> [Exercise goal]
Nothing but the lines from the one containing "Can you find the concrete" to the end of the data should be returned, each exactly as written.

> [Stored rows]
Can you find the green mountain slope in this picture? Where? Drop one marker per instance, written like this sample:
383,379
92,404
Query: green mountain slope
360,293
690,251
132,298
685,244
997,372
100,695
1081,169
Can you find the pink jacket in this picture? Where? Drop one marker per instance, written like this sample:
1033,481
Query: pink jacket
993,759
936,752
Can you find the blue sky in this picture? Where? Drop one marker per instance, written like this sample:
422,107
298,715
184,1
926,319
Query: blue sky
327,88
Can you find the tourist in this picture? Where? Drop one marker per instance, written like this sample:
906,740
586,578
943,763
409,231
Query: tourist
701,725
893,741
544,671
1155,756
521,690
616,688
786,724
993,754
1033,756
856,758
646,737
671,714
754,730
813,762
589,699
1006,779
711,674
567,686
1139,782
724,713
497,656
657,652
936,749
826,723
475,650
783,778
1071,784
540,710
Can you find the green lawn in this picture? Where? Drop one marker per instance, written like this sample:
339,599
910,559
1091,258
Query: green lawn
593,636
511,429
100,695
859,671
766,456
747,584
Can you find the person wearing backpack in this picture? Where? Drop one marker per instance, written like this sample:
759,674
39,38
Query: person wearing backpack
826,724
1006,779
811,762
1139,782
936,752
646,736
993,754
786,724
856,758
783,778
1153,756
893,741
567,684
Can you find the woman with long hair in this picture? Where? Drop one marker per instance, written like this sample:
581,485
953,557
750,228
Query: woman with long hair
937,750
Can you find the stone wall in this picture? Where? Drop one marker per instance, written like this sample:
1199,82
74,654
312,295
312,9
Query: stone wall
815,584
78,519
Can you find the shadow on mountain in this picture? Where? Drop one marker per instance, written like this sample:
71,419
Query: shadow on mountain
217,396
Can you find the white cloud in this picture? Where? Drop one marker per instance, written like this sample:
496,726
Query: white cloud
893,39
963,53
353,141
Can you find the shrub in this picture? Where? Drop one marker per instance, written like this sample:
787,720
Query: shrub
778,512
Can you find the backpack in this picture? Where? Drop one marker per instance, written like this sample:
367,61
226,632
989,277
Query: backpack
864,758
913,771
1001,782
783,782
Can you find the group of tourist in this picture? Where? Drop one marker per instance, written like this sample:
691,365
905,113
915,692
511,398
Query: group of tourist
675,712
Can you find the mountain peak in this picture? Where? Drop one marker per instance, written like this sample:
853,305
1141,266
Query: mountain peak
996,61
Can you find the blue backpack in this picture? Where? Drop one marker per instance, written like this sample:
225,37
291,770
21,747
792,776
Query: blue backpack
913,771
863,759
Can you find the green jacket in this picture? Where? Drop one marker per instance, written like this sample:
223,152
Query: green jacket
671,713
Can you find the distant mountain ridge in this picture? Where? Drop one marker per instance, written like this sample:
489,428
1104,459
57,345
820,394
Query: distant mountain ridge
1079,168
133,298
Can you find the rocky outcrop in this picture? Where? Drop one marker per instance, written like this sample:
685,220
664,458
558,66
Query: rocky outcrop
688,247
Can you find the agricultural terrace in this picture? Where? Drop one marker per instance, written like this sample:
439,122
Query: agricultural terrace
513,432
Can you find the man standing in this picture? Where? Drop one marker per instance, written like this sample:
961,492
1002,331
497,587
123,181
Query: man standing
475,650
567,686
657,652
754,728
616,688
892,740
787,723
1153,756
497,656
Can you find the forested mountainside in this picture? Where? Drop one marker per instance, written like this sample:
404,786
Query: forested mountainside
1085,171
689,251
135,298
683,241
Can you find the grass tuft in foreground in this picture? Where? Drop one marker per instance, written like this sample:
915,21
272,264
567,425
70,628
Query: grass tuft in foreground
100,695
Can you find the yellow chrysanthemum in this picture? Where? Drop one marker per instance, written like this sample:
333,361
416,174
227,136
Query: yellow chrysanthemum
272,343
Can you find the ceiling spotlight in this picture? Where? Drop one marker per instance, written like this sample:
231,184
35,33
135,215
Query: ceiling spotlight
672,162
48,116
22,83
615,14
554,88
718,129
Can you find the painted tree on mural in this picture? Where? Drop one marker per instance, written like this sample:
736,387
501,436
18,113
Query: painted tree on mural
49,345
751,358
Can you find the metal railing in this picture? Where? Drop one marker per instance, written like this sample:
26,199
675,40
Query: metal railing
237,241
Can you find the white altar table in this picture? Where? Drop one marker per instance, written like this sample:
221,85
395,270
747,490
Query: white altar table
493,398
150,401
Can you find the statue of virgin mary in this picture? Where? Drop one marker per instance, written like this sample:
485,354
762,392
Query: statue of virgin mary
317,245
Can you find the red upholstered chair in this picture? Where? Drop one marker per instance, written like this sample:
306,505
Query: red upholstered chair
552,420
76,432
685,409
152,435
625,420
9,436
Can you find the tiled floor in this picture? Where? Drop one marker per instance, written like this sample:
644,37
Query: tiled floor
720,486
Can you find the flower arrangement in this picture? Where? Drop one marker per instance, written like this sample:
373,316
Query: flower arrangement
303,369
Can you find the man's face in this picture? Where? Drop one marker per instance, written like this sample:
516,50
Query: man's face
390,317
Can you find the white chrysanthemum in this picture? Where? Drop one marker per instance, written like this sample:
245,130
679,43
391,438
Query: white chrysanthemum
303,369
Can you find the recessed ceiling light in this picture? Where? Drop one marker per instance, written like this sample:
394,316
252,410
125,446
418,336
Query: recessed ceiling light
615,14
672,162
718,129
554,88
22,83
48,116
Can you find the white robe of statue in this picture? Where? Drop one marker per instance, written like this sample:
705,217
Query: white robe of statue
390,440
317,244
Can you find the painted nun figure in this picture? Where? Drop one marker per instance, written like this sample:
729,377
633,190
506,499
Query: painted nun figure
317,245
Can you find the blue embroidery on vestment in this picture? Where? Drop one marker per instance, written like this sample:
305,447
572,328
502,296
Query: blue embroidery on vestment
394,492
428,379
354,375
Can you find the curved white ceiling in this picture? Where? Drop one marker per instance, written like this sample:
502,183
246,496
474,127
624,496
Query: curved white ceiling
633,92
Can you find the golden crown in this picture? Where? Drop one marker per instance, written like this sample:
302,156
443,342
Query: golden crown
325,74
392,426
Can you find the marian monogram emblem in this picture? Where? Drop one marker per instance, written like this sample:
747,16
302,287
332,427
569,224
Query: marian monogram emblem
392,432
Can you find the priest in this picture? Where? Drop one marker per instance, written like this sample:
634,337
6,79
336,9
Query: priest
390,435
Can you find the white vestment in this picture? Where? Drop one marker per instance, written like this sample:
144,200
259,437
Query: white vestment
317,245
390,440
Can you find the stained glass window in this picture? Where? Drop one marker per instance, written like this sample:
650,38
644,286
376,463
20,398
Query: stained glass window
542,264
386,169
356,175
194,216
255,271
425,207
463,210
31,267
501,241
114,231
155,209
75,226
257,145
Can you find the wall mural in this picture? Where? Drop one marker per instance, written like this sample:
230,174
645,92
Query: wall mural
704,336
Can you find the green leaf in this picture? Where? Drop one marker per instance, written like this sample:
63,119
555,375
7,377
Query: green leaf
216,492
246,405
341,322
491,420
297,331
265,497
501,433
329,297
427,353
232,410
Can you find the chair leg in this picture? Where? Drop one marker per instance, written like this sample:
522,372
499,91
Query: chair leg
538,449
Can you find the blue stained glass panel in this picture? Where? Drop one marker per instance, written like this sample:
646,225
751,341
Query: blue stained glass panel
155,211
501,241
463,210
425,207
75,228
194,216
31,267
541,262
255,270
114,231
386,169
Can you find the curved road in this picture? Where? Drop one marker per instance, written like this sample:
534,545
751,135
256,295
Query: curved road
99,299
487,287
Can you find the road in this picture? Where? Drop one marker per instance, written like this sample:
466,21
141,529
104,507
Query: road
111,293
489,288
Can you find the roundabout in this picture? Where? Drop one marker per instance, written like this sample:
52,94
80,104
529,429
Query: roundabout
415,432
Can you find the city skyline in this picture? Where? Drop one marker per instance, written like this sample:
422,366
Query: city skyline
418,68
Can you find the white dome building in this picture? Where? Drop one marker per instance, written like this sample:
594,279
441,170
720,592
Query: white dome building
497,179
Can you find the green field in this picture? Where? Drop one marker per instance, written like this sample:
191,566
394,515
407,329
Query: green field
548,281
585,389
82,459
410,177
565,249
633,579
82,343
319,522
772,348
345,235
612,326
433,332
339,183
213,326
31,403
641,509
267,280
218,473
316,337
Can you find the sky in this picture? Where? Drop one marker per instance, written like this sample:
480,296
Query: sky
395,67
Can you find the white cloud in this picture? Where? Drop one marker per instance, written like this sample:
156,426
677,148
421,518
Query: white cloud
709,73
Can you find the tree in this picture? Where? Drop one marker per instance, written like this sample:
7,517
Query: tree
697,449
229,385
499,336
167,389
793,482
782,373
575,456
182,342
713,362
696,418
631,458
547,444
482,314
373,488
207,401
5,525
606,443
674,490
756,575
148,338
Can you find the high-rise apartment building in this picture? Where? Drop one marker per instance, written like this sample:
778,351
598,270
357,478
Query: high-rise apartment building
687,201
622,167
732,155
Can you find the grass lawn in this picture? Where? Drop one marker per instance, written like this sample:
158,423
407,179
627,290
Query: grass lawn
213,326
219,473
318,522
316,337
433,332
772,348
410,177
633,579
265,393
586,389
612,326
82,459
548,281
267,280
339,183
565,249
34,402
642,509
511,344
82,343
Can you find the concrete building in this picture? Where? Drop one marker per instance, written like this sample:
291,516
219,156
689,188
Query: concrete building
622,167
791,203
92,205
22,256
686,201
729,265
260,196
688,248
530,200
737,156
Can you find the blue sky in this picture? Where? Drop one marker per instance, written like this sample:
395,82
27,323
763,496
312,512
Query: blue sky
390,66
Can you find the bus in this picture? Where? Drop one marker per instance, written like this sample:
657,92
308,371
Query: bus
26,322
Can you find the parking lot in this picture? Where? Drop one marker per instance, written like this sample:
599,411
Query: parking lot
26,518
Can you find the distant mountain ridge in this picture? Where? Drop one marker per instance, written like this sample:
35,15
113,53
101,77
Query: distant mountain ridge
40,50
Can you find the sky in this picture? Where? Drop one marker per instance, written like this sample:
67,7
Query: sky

> [Worked solution]
Can you find the concrete building in this picture? Where? Drop one marker per instance, written like this sample:
291,516
219,156
689,188
Query: concrete building
622,167
791,203
92,205
22,256
686,201
729,265
260,196
688,248
530,200
737,156
Can you find the blue sky in this picture? Where? Drop one marker per instance, written like this sample:
395,82
27,323
763,496
312,512
Query: blue sky
390,66
Can you find the bus in this picture? Where? Drop one marker per instance, written like this sample:
657,92
308,371
Query: bus
26,322
Can you find the parking lot in this picture? Where? Drop one marker per instance, written like this sample:
599,411
Query: parking lot
26,518
Can you find the distant mountain ridge in this picture? Where? Drop one marker per instance, written like this sample:
35,15
113,53
101,77
Query: distant mountain ridge
40,50
Can you find the sky in this picture? Where? Drop one marker per instance, written like this sample:
67,7
Query: sky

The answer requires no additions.